* _EXERCISE GOAL_
Please report every line of the listing below that has the word "gray" in it.

* _RECORDS_
□ □ □

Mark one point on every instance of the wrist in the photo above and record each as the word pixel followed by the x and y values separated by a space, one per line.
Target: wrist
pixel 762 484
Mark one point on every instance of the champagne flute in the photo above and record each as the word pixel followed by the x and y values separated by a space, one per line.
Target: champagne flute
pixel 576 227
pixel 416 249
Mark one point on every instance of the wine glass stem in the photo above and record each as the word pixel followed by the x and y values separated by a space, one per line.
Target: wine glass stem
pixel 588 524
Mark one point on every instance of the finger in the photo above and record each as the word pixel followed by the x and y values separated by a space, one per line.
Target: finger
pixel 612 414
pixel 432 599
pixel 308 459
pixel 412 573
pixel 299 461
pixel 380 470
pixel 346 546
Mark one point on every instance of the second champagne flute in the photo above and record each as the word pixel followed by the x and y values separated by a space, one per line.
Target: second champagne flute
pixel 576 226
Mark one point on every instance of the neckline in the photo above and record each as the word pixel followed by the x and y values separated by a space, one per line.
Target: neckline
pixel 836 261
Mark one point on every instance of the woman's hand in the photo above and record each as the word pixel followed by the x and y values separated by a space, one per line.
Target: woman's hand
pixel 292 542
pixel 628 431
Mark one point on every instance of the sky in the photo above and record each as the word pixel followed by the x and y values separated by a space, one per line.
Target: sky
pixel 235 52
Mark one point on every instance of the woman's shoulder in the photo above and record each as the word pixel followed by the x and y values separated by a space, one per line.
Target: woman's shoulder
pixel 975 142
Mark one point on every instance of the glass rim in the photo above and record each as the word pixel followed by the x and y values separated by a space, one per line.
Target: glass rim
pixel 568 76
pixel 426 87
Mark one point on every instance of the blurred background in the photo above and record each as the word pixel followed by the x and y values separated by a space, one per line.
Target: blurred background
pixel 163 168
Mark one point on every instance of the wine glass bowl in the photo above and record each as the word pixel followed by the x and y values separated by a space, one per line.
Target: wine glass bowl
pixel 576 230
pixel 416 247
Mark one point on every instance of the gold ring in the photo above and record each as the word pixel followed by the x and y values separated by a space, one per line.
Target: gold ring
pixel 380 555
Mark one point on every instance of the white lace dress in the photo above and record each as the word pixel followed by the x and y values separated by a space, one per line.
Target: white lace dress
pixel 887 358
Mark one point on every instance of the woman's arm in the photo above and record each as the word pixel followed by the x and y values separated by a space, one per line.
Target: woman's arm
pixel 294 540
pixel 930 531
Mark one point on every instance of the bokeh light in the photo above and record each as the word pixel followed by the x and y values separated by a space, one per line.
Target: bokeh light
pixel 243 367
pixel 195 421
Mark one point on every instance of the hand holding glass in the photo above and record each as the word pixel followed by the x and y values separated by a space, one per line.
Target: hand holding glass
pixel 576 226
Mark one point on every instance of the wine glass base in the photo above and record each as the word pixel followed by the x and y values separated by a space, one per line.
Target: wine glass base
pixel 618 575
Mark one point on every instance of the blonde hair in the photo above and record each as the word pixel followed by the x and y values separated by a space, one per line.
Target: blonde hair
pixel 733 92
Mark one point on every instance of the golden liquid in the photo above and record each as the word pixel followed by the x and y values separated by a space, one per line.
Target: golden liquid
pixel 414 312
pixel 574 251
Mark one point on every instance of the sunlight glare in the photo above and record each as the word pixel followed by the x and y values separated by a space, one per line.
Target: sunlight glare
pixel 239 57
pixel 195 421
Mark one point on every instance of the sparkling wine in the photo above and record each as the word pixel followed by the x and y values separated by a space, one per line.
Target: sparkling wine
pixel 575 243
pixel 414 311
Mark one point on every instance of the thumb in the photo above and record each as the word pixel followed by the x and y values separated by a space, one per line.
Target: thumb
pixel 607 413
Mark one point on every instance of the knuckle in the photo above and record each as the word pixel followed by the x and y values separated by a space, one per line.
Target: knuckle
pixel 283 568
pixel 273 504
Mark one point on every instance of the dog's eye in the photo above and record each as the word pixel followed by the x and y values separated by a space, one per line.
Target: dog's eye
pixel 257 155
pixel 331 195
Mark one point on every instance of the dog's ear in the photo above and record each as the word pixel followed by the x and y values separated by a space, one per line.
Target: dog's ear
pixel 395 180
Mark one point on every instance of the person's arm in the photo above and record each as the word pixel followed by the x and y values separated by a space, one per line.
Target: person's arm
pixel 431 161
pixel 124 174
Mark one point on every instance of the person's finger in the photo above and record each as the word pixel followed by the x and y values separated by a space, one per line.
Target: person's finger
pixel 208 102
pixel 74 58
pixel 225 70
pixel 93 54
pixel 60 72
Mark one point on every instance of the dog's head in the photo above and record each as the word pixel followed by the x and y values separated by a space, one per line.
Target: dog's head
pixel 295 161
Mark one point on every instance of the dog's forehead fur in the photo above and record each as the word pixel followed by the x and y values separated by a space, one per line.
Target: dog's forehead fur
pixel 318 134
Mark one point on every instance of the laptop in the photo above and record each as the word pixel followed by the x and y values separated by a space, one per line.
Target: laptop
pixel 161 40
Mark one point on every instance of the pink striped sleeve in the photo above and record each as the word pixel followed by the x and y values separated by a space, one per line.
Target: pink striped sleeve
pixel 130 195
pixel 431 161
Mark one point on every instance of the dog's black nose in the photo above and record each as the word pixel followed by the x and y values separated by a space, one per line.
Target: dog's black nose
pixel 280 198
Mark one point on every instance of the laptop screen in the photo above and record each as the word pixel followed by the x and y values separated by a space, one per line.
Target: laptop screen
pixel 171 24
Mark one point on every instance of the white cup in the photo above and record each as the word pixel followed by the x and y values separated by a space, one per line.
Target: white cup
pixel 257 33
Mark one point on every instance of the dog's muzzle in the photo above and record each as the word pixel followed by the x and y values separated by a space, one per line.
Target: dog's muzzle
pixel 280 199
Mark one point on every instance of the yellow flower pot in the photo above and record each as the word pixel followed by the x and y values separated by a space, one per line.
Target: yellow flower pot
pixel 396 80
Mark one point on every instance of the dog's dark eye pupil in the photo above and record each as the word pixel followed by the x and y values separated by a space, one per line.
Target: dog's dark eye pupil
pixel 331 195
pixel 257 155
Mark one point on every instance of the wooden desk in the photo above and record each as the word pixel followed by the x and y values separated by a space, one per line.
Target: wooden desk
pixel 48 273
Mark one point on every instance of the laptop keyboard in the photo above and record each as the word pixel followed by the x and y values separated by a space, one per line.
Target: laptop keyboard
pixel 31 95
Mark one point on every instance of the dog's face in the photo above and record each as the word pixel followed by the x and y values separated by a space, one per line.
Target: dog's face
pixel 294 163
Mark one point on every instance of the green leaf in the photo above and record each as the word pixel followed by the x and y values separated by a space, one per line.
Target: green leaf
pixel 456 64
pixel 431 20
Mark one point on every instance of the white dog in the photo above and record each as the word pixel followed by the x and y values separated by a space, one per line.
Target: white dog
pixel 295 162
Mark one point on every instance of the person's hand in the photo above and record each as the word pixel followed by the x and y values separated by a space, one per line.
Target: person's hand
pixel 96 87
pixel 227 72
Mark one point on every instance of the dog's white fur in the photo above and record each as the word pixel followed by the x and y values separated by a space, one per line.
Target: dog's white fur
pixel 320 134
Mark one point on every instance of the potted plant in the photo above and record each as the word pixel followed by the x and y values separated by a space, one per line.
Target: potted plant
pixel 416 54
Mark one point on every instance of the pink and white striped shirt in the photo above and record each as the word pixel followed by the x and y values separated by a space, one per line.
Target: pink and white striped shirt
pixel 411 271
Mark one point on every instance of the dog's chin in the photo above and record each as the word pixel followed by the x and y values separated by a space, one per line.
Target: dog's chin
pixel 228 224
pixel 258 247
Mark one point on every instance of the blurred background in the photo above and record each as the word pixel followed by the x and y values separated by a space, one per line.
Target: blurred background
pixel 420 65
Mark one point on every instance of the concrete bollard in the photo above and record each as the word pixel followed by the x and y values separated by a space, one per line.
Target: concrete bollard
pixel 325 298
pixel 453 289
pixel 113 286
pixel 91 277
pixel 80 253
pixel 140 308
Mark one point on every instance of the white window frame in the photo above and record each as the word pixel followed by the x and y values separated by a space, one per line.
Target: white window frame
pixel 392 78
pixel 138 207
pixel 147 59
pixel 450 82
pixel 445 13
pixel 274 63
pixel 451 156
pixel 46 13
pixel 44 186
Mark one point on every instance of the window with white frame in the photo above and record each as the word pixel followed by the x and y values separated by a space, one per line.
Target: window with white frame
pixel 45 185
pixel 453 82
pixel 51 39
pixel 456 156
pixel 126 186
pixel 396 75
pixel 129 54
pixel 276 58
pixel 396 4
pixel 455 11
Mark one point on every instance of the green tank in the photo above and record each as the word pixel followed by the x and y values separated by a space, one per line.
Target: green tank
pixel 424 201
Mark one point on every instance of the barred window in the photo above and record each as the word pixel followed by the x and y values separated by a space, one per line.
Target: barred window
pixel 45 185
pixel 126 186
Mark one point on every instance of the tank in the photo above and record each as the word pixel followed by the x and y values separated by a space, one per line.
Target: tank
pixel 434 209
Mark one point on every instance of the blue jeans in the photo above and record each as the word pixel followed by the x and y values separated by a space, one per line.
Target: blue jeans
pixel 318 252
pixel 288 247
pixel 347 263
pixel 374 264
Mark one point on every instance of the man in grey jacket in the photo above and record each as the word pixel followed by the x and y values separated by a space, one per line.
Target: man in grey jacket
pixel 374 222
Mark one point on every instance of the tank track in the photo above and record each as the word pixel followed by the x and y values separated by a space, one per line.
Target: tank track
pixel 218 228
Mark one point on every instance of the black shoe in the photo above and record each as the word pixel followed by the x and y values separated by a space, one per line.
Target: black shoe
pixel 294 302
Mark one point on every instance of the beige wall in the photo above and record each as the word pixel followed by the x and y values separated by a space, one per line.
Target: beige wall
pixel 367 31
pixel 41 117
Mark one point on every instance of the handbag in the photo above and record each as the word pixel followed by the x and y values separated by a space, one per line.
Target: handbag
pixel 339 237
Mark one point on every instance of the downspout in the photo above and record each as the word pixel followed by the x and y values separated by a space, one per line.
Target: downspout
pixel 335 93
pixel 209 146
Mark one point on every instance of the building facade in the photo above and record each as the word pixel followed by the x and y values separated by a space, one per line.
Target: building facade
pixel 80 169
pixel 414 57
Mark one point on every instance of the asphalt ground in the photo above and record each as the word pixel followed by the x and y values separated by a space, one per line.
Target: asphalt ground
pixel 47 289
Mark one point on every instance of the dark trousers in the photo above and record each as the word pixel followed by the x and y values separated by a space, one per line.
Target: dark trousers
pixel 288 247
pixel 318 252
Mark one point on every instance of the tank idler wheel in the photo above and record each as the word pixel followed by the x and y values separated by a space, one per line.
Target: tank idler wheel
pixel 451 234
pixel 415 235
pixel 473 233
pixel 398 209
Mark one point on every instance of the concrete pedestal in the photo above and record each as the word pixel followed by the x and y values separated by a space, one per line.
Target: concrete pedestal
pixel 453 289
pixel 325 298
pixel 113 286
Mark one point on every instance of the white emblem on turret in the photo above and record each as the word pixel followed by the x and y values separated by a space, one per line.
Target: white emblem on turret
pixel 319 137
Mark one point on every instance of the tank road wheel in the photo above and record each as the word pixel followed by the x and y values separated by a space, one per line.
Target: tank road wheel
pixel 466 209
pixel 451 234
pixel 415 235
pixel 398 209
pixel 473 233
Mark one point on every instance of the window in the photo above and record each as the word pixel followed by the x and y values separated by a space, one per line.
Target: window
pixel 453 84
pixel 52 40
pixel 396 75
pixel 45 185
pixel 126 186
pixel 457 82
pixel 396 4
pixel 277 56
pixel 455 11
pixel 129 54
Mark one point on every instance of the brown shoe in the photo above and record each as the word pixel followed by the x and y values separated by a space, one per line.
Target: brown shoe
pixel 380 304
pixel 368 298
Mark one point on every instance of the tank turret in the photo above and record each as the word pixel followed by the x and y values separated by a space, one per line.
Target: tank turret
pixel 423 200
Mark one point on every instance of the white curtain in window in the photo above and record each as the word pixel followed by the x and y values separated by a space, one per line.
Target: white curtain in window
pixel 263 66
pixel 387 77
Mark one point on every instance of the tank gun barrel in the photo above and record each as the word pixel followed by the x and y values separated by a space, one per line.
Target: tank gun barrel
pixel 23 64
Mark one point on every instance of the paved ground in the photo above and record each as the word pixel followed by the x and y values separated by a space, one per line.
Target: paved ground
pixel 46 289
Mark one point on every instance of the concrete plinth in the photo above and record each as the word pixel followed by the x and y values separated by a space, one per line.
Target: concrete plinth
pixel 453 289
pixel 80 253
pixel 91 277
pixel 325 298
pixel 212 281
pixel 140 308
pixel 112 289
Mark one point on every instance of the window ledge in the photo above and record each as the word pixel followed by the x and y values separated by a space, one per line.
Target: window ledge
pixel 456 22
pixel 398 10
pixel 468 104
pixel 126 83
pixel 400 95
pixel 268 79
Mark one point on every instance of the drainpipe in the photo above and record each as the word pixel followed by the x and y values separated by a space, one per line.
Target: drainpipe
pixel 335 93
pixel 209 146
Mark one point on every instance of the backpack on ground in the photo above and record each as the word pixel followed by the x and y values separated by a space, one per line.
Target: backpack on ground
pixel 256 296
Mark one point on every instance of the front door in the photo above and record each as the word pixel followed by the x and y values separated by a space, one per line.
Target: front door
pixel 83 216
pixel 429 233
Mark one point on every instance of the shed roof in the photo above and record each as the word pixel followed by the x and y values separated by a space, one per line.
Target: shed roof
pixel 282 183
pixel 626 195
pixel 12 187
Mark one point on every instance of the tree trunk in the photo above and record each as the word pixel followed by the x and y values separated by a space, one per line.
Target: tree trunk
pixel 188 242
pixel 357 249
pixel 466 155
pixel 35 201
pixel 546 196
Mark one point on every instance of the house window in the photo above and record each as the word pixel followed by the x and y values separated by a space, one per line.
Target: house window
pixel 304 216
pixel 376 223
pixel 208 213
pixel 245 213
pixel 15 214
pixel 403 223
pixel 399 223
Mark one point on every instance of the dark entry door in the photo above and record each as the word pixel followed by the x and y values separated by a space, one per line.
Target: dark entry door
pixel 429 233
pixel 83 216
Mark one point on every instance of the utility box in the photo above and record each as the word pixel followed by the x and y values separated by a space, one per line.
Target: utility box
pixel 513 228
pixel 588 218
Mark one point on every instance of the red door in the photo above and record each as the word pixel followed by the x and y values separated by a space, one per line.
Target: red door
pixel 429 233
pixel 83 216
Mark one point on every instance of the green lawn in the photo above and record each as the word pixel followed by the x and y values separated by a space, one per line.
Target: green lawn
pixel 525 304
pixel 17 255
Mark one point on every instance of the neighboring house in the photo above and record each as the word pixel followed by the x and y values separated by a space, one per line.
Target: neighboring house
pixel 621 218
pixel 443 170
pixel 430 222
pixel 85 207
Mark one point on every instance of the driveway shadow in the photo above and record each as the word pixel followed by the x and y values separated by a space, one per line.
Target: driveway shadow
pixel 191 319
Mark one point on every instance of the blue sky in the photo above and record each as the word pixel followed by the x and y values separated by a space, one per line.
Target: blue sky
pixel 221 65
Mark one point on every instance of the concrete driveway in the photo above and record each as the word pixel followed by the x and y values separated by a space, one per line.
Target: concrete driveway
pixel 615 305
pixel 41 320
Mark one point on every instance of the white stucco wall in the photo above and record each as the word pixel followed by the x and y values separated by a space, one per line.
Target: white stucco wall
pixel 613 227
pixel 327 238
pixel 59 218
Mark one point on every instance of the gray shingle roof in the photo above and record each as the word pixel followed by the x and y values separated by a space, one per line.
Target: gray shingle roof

□ □ □

* _TASK SOLUTION_
Mark one point on every instance of the gray shingle roof in the photo above and record each as the word pixel followed by the x and y values separated by a space, one per line.
Target: gray shingle roof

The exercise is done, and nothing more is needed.